In the passage on Poincaré duality for currents, rewrite the part between "# Poincaré duality" and "de Rham current.", inclusive, so that "non-closed forms" reads "non-closed differential forms" instead.

# Source extract
========================

# Poincaré duality for currents and non-closed forms

In page 8 of Quantization of Higher Abelian Gauge Theory in Generalized Differential Cohomology by Szabo, the author claims that Poincaré duality holds for non-closed forms as long as the other form (pairing with the former one) is distributional, i.e., it's a de Rham current.

Let me be more precise. Let $X$ be a manifold of dimension $n$. Given a de Rham current of compact support $j_e \in H^m_{dR, c} (X)$ that is exact in $H^m_{dR} (X)$ (I don't think this exactness part is relevant, anyway …), the author claims that there exists a homology class $[W_e] \in H_{m - n} (X, \mathbb{R})$ such that $$\int_X a \wedge j_e = \int_{W_e} a$$ for every $a \in \Omega^{n - m} (X)$.

========================

# Given records
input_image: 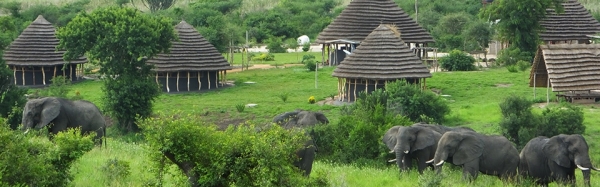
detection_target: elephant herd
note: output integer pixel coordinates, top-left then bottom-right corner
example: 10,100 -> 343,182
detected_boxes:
382,123 -> 598,186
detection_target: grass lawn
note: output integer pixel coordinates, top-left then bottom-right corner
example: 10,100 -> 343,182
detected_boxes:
28,64 -> 600,186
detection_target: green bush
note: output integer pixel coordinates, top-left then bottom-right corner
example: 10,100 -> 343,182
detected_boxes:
312,89 -> 412,163
506,65 -> 519,73
517,60 -> 531,71
251,53 -> 275,61
304,59 -> 317,71
440,49 -> 475,71
496,46 -> 533,66
0,124 -> 95,186
139,114 -> 324,186
266,37 -> 287,53
385,80 -> 450,124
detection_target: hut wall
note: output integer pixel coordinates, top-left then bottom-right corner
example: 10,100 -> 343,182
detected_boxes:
9,64 -> 81,86
158,71 -> 220,92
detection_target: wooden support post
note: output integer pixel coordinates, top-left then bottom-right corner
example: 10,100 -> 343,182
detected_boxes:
13,66 -> 17,85
165,72 -> 171,92
42,66 -> 46,85
187,71 -> 190,92
21,67 -> 25,85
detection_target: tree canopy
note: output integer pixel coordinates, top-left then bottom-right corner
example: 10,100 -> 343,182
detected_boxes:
56,7 -> 176,131
479,0 -> 564,54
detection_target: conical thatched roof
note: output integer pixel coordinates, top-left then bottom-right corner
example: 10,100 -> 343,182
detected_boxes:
3,15 -> 87,66
333,24 -> 431,80
316,0 -> 434,43
148,21 -> 232,72
529,44 -> 600,92
540,0 -> 600,41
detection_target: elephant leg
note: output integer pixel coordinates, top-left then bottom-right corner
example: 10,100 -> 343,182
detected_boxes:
463,160 -> 479,181
402,154 -> 413,171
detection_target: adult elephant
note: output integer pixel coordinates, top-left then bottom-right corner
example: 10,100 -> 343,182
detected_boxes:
427,131 -> 519,180
383,123 -> 474,174
273,110 -> 329,176
383,126 -> 442,174
22,97 -> 106,144
273,110 -> 329,127
519,134 -> 598,186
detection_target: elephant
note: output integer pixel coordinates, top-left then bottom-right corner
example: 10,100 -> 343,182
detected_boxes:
273,110 -> 329,127
427,131 -> 519,180
519,134 -> 599,186
273,110 -> 329,176
383,123 -> 474,174
22,97 -> 106,145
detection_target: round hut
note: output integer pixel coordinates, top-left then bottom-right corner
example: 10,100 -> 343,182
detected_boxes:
316,0 -> 435,65
332,24 -> 431,102
3,15 -> 87,86
148,21 -> 232,92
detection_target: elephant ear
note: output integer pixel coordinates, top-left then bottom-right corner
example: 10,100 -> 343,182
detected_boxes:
410,128 -> 441,152
383,126 -> 402,150
542,135 -> 571,168
452,133 -> 483,165
35,98 -> 61,129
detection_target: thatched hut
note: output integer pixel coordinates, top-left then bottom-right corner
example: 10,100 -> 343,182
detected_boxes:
316,0 -> 434,65
332,24 -> 431,102
529,44 -> 600,103
3,15 -> 87,86
148,21 -> 232,92
540,0 -> 600,44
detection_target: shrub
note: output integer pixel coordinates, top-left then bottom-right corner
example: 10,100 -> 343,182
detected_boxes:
312,89 -> 412,163
0,123 -> 94,186
304,59 -> 317,71
252,53 -> 275,61
496,46 -> 533,66
139,114 -> 322,186
440,49 -> 475,71
302,54 -> 315,64
537,103 -> 585,137
302,43 -> 310,52
506,65 -> 519,73
517,60 -> 531,71
235,103 -> 246,113
266,37 -> 287,53
385,80 -> 450,124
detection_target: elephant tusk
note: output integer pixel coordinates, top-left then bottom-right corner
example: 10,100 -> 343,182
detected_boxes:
435,160 -> 444,166
577,164 -> 590,171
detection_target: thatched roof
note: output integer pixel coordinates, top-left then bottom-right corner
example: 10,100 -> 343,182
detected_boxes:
333,24 -> 431,80
148,21 -> 232,72
540,0 -> 600,41
529,44 -> 600,92
316,0 -> 434,43
3,15 -> 87,66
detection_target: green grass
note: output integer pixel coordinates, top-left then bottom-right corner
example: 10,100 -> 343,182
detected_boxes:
51,67 -> 600,186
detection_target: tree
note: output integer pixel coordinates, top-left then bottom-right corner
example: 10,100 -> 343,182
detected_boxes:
464,21 -> 493,63
479,0 -> 564,54
56,7 -> 176,132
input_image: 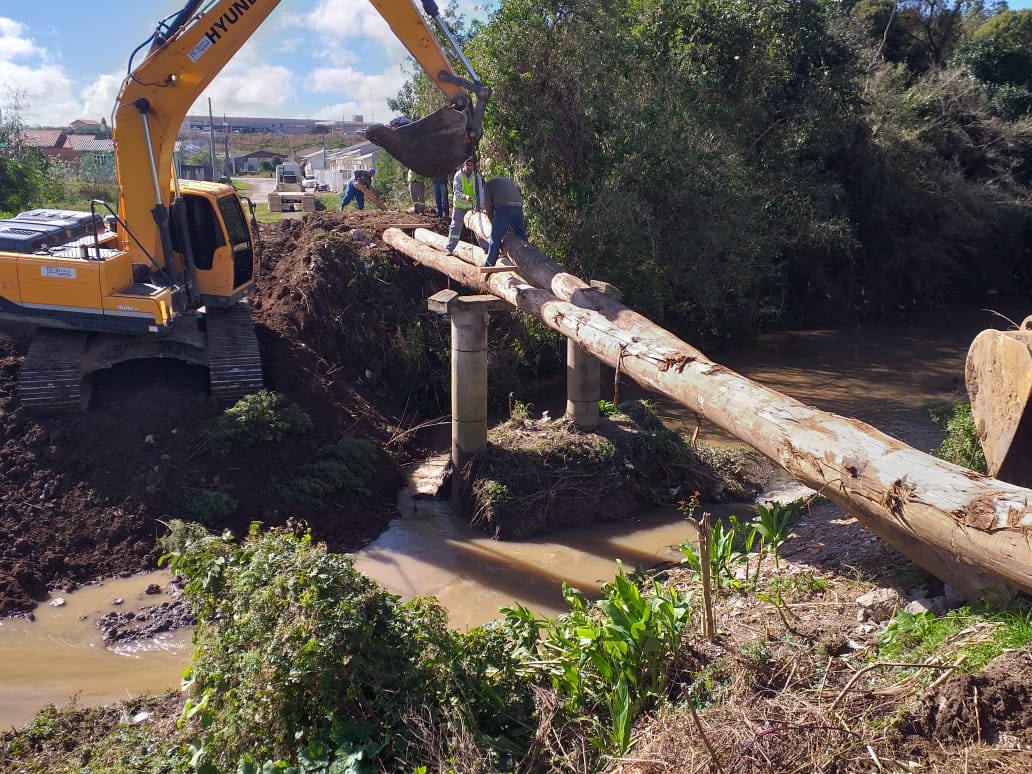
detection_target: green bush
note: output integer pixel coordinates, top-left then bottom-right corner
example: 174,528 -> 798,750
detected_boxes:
276,438 -> 379,509
502,566 -> 690,753
162,522 -> 533,772
202,390 -> 312,456
930,402 -> 989,474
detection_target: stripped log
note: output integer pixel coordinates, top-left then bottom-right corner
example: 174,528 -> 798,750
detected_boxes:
384,227 -> 1032,600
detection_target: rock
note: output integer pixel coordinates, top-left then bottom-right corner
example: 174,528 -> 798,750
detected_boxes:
857,588 -> 900,623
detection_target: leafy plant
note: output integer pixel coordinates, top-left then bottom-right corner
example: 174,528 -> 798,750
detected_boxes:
680,511 -> 754,588
276,438 -> 379,508
509,392 -> 534,419
875,604 -> 1032,672
162,522 -> 533,773
502,566 -> 690,753
202,390 -> 312,456
749,501 -> 805,567
930,402 -> 989,473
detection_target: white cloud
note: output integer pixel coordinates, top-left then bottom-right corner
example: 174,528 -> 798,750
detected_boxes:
0,17 -> 39,62
190,64 -> 294,118
308,65 -> 406,123
0,17 -> 83,126
83,73 -> 124,123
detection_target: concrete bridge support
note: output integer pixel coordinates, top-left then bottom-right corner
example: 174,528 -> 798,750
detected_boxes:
427,290 -> 509,515
567,281 -> 620,430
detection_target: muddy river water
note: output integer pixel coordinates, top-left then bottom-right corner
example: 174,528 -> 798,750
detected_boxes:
0,313 -> 1000,728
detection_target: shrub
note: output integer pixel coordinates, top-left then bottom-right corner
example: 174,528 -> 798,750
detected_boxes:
503,566 -> 690,753
277,438 -> 378,508
202,390 -> 312,456
162,522 -> 533,772
930,402 -> 989,473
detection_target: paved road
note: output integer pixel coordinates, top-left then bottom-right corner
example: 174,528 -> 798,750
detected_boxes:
233,175 -> 301,218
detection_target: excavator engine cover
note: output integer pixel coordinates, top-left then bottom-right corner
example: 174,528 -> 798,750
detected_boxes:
365,107 -> 470,180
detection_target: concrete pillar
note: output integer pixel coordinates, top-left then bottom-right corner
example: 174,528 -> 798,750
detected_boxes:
427,290 -> 509,514
567,281 -> 620,430
567,338 -> 601,430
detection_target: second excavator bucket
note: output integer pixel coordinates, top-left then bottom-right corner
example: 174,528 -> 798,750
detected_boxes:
365,107 -> 472,180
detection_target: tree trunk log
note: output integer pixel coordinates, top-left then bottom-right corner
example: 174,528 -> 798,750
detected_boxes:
384,223 -> 1032,600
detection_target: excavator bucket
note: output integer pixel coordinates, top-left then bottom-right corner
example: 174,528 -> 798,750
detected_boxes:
964,317 -> 1032,487
365,107 -> 471,180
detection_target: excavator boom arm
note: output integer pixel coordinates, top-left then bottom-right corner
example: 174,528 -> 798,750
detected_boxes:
114,0 -> 478,266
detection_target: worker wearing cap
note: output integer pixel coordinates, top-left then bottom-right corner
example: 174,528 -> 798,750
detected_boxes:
446,158 -> 484,255
476,178 -> 526,266
341,169 -> 377,209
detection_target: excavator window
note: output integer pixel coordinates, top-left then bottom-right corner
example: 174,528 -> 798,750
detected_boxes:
219,194 -> 254,288
219,196 -> 251,247
171,194 -> 226,270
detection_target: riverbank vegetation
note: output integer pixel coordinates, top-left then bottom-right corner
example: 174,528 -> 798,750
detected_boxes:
390,0 -> 1032,347
8,503 -> 1032,774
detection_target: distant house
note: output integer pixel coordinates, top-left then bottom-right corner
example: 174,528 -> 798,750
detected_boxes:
22,129 -> 115,180
233,151 -> 280,173
22,129 -> 78,161
317,142 -> 380,191
65,134 -> 115,181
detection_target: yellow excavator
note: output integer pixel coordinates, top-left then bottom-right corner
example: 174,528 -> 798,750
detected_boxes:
0,0 -> 490,411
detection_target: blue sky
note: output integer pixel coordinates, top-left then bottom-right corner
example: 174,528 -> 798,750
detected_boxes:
0,0 -> 491,126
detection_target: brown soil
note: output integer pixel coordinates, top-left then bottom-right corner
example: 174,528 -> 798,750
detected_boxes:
0,212 -> 437,616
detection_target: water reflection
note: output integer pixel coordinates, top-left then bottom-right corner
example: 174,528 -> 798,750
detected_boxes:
0,572 -> 191,728
354,501 -> 749,630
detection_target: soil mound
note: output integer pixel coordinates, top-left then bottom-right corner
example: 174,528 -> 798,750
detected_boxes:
0,212 -> 437,616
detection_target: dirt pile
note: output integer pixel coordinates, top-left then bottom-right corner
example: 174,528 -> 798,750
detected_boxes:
0,212 -> 443,616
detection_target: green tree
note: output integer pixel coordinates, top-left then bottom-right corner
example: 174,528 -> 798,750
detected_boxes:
0,93 -> 54,215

========================

# Final answer
# Poincaré duality for currents and non-closed differential forms

In page 8 of Quantization of Higher Abelian Gauge Theory in Generalized Differential Cohomology by Szabo, the author claims that Poincaré duality holds for non-closed differential forms as long as the other form (pairing with the former one) is distributional, i.e., it's a de Rham current.